COMPITI:
- A) Quali università hanno condotto l'analisi descritta nel testo sul latte?
- B) Ricopia senza modifiche il brano del testo sul latte, partendo dalle parole "L’analisi è stata" e fermandoti dopo le parole "e 1,80 mcg/kg.".

TESTO:
Un’inchiesta de Il Salvagente spaventa i consumatori italiani: il latte del Belpaese, compreso quello di marchi noti, presenta tracce di antibiotici e farmaci.

Tra le marche prese in esame ci sono nomi noti come Parmalat, Granarolo, Coop, Conad, Lidl, Esselunga e Carrefour.
L’analisi è stata condotta dall’Università Federico II di Napoli e l’Università di Valencia, e insieme hanno portato alla luce un quadro tutt’altro che idilliaco, in più della metà delle confezioni è stata riscontrata la presenza di farmaci al suo interno.

I farmaci riscontrati con maggiore frequenza sono stati dexamethasone (un cortisonico), il neloxicam (antinfiammatorio) e l’amoxicillina (un antibiotico), in concentrazioni tra 0,022 mcg/kg e 1,80 mcg/kg.

La presenza di antibiotici, come insegna la pesca d’allevamento, è tutt’altro che inedita: vengono utilizzati per curare la mastite nelle vacche, e può capire che qualche residuo quindi finisca nel latte. E infatti le aziende in questione si sono dimostrate disponibili e favorevoli a partecipare alle analisi, e si sono dette sicure di voler risolvere il problema.

Le indagini di Salvagente sono quindi un tentativo di informare e sensibilizzare su una questione, per quanto comprensibile, ancora poco nota ai consumatori. Niente allarmismi, secondo la rivista, perché tutto in regola con i limiti di legge. C’è però un rischio, per neonati e bambini, legato all’assuefazione ai medicinali e allo sviluppo di batteri resistenti.

RIGHE FORNITE:

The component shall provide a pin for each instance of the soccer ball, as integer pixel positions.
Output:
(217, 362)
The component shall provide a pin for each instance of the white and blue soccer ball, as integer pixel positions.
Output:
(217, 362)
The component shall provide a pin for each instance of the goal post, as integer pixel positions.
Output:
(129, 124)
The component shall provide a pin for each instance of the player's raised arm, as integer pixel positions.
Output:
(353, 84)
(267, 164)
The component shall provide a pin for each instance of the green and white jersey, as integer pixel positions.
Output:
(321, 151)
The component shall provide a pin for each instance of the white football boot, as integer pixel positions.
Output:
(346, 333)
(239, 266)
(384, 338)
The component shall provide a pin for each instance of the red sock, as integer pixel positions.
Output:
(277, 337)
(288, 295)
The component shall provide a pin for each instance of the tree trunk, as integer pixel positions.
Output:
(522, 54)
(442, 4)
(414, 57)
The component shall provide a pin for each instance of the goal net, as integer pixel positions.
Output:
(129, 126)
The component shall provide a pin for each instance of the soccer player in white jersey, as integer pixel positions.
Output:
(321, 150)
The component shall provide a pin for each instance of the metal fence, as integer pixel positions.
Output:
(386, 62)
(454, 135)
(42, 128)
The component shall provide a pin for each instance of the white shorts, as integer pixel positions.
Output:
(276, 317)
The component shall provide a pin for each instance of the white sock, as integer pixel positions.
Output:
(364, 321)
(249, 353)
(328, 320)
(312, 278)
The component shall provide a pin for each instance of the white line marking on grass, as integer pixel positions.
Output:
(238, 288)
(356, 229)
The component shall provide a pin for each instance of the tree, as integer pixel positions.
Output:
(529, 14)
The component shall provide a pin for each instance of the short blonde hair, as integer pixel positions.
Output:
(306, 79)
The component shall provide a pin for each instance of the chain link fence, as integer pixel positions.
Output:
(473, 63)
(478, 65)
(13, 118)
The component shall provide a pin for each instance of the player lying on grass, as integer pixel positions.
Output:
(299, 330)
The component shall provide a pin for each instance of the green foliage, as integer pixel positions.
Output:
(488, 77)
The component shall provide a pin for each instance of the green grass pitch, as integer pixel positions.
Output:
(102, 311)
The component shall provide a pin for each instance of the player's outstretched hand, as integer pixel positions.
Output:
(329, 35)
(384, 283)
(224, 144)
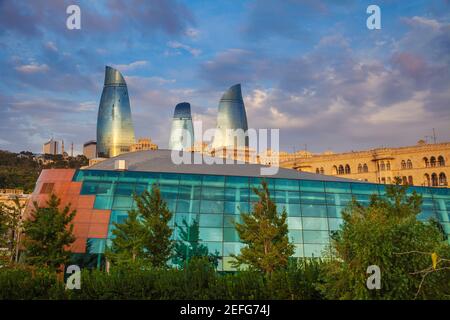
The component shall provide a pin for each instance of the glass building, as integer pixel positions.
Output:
(210, 198)
(115, 132)
(182, 132)
(231, 116)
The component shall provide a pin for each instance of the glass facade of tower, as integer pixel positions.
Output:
(182, 132)
(115, 132)
(231, 116)
(212, 203)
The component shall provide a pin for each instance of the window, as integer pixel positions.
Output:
(409, 164)
(434, 180)
(433, 162)
(47, 188)
(442, 179)
(347, 169)
(426, 180)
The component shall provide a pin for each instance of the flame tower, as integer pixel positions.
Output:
(182, 133)
(115, 131)
(231, 117)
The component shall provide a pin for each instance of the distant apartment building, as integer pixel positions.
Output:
(50, 147)
(90, 149)
(143, 144)
(420, 165)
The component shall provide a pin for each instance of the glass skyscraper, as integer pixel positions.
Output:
(115, 132)
(231, 116)
(182, 133)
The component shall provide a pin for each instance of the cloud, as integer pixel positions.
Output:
(131, 66)
(177, 45)
(32, 68)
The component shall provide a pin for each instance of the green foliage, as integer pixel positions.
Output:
(189, 246)
(386, 234)
(21, 170)
(144, 237)
(24, 283)
(155, 217)
(48, 233)
(10, 226)
(265, 233)
(128, 242)
(197, 281)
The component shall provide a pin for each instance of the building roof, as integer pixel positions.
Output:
(160, 161)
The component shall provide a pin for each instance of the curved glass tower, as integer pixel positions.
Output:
(182, 133)
(115, 132)
(231, 117)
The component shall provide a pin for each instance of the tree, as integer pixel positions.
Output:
(189, 247)
(48, 233)
(145, 236)
(10, 227)
(265, 233)
(382, 234)
(128, 242)
(155, 217)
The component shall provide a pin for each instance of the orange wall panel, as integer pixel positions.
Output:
(97, 230)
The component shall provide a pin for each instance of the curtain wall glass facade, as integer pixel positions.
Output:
(215, 202)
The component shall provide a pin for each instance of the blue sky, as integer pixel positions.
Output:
(310, 68)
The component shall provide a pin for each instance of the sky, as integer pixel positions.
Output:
(310, 68)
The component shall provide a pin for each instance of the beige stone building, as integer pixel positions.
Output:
(143, 144)
(420, 165)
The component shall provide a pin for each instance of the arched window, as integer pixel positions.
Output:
(403, 165)
(433, 161)
(334, 170)
(409, 164)
(404, 180)
(347, 169)
(441, 161)
(434, 180)
(442, 179)
(426, 180)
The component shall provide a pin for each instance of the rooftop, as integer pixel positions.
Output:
(160, 161)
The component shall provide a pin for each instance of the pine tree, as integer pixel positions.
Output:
(145, 236)
(155, 219)
(189, 246)
(128, 242)
(265, 234)
(48, 234)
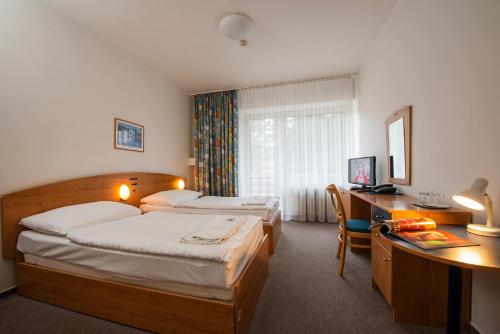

RISPOSTE AI COMPITI:
- A) L'Università Federico II di Napoli e l'Università di Valencia.

- B)
L’analisi è stata condotta dall’Università Federico II di Napoli e l’Università di Valencia, e insieme hanno portato alla luce un quadro tutt’altro che idilliaco, in più della metà delle confezioni è stata riscontrata la presenza di farmaci al suo interno.

I farmaci riscontrati con maggiore frequenza sono stati dexamethasone (un cortisonico), il neloxicam (antinfiammatorio) e l’amoxicillina (un antibiotico), in concentrazioni tra 0,022 mcg/kg e 1,80 mcg/kg.